INSTRUCTIONS TO FOLLOW: Using the entries below, quote exactly the span of lines that begins with the line containing "Objective — one point per instance of the green grass" and ends with the final line.

[Data items]
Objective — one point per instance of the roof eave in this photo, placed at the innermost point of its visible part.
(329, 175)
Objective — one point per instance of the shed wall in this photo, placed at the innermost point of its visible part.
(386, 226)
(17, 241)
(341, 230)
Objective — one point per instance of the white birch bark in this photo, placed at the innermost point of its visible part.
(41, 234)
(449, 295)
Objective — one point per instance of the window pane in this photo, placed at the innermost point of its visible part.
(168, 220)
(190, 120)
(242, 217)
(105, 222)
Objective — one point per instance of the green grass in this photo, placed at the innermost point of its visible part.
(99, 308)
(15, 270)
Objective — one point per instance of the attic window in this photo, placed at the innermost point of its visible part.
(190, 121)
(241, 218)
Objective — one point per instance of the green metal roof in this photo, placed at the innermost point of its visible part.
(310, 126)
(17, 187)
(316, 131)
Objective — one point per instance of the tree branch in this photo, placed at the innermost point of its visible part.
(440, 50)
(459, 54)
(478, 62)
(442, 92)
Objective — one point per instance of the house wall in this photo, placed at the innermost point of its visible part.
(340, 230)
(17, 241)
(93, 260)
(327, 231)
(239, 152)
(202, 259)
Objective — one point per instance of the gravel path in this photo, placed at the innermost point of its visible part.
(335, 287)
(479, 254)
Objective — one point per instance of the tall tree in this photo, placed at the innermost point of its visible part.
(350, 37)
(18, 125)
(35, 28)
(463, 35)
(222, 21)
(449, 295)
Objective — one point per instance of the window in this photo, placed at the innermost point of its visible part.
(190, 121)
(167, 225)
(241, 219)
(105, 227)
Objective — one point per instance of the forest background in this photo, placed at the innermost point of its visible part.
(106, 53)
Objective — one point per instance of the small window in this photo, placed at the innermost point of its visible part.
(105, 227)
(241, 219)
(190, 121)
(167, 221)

RESPONSE TO THE TASK:
Objective — one point per instance of the green grass in this photo, placed at the innermost point of its visible part.
(99, 308)
(15, 270)
Objective — one point per instance of the attic window in this photo, placed at the innermost point of its visible part.
(190, 121)
(241, 218)
Objective — one point per instance of the green metal roof in this photo, placed at the innermost point of its visible part.
(310, 126)
(17, 187)
(316, 131)
Objective — one point per instance of the tree branch in this photo, placed at the innermost point of its visible part.
(440, 50)
(459, 54)
(478, 62)
(442, 92)
Objective — one point per instance of the house wall in this photo, placed at the innermost point of its visible part.
(340, 230)
(17, 241)
(93, 260)
(327, 231)
(239, 152)
(202, 259)
Objective — one point per instance of the gravel path in this photo, placed at the innermost point of its visible part.
(335, 287)
(479, 254)
Objective — one point per instance of the tall tree in this photo, placed at the innermost point of its visible part.
(350, 37)
(18, 125)
(35, 28)
(463, 35)
(222, 21)
(449, 295)
Objective — one point per instance of the window in this photo, placed at the innermost point of its visible part.
(190, 121)
(167, 225)
(241, 219)
(105, 227)
Objective — one point per instance of the forest background in this photo, placed at the innermost point of its visible part.
(106, 53)
Objective — one point per instance of the small window in this photo, placed at the innermost point of its visible part.
(105, 227)
(241, 219)
(190, 121)
(167, 221)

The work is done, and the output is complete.